[Start Passage to read]
2. The putter of claim 1 in which said second plane is spaced from about 0.50 to about 0.84 inch above the point of the sole which is intersected by said first plane.
3. The putter of claim 1 in which the shaft includes a bottom end which is attached to the clubhead and a top end, the centerline of the shaft between the bottom and top ends lying in a plane which passes through said intersection between said first and second planes.
4. The putter of claim 1 in which the clubhead is integrally formed of homogeneous material.
5. The putter of claim 1 in which the portions of the clubhead on opposite sides of said first plane are mirror images.
6. The putter of claim 1 in which the portion of the sole which is intersected by said first plane is tangent to a ground plane which is parallel to said second plane.
7. The putter of claim 1 in which the top surface of the flange is spaced below said second plane and the shaft is attached to the flange portion below said second plane.
8. The putter of claim 1 in which the toe portion includes a toe weight which extends upwardly from the flange and the heel portion includes a heel weight which extends upwardly from the flange.
[End Passage to read]
## Requirement A
Copy everything in the rows from the very first line down to the line containing "left=0, top=264, right=140, bottom=328", keeping both of those lines.
[Start Supplied data]
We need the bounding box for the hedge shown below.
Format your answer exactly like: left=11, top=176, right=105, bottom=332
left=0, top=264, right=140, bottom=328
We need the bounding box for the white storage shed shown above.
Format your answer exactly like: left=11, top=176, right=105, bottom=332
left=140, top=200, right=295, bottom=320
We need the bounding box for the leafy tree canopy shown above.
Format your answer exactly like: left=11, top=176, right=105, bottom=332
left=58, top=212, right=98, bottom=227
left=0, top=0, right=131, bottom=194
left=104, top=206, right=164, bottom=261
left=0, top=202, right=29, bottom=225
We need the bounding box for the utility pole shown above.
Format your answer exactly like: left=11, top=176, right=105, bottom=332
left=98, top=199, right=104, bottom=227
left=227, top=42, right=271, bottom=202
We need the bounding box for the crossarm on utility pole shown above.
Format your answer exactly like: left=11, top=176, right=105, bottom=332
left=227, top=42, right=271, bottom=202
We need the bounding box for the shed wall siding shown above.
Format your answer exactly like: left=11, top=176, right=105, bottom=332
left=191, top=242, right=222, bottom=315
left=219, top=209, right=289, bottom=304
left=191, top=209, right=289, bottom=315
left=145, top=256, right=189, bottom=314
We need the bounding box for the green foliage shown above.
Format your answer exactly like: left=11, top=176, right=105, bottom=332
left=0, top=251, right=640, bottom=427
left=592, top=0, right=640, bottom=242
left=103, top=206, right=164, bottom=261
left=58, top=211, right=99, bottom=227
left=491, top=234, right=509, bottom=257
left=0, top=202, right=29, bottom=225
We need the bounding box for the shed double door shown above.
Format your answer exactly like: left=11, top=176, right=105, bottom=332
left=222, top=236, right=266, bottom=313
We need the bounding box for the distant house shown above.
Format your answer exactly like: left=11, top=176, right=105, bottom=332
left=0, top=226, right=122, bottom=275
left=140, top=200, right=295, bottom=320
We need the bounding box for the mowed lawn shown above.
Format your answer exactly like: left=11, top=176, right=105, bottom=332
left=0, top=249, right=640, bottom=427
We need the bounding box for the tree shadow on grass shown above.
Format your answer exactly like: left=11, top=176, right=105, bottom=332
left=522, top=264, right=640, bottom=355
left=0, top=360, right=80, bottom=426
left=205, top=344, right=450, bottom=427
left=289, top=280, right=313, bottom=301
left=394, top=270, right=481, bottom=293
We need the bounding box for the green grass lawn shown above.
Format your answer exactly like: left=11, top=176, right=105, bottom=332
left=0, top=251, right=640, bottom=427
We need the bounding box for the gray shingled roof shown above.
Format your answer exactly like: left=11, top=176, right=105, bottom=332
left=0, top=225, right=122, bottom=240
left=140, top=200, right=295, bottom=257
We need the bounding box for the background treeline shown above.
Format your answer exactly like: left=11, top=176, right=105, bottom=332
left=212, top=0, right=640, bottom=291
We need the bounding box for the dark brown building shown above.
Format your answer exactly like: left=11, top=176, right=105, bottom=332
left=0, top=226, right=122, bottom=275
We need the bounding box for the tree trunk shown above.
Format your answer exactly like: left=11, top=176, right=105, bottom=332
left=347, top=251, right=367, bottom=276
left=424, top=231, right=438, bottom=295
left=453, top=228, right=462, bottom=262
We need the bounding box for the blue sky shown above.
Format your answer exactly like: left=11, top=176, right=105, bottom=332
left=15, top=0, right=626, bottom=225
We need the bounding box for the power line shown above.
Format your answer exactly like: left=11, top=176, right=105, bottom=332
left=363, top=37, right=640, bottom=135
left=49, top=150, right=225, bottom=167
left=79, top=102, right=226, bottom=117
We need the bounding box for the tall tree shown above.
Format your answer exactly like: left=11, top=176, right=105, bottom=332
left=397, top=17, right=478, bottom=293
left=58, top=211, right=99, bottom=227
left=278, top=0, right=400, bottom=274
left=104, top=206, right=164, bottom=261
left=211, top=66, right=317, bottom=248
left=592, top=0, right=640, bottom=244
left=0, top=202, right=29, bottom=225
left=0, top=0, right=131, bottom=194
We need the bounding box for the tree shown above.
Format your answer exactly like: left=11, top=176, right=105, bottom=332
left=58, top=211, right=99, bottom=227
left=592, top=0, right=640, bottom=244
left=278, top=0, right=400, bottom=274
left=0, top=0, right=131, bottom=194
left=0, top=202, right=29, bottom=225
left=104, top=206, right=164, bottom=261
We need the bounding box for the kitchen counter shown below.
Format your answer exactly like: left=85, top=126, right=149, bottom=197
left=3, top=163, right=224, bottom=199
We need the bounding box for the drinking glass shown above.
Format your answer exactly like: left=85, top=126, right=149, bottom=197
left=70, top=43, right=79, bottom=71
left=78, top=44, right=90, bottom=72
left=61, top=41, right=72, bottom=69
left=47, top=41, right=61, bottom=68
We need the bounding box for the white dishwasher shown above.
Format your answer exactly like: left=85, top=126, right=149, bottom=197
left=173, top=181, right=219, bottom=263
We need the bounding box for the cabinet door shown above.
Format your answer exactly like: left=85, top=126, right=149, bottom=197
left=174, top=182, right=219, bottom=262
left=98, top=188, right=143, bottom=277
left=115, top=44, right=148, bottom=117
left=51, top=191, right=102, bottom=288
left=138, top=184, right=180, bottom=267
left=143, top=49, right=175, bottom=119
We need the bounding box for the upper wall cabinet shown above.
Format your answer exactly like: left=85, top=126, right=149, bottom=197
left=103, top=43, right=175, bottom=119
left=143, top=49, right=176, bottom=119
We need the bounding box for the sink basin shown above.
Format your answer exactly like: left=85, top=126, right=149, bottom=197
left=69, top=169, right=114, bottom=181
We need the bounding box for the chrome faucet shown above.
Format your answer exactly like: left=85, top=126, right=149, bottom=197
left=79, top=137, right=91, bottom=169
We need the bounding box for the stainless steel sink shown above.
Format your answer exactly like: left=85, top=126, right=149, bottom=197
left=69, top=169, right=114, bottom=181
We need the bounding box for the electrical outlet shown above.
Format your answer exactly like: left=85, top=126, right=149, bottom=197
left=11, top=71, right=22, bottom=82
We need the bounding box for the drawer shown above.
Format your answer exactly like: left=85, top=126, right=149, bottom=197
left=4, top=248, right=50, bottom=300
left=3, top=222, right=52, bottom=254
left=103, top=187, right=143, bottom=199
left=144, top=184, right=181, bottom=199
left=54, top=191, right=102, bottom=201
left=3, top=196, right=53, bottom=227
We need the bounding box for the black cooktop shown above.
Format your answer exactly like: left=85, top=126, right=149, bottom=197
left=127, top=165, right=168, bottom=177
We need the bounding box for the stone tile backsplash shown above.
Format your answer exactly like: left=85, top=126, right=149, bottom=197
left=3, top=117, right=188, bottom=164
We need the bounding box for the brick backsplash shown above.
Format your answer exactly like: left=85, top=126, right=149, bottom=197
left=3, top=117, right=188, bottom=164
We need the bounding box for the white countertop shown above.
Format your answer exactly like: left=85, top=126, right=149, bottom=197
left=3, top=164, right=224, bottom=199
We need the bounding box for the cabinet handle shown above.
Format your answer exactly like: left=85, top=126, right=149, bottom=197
[End Supplied data]
## Requirement B
Answer these questions from the putter claims:
(i) According to claim 2, how far is the second plane spaced above the point of the sole intersected by the first plane?
(ii) According to claim 4, what is the clubhead integrally formed of?
(iii) According to claim 8, what does the toe portion include?

## Expected output A
We need the bounding box for the hedge shown below.
Format your answer exactly like: left=11, top=176, right=105, bottom=332
left=0, top=264, right=140, bottom=328

## Expected output B
(i) From about 0.50 to about 0.84 inch.
(ii) Homogeneous material.
(iii) A toe weight that extends upwardly from the flange.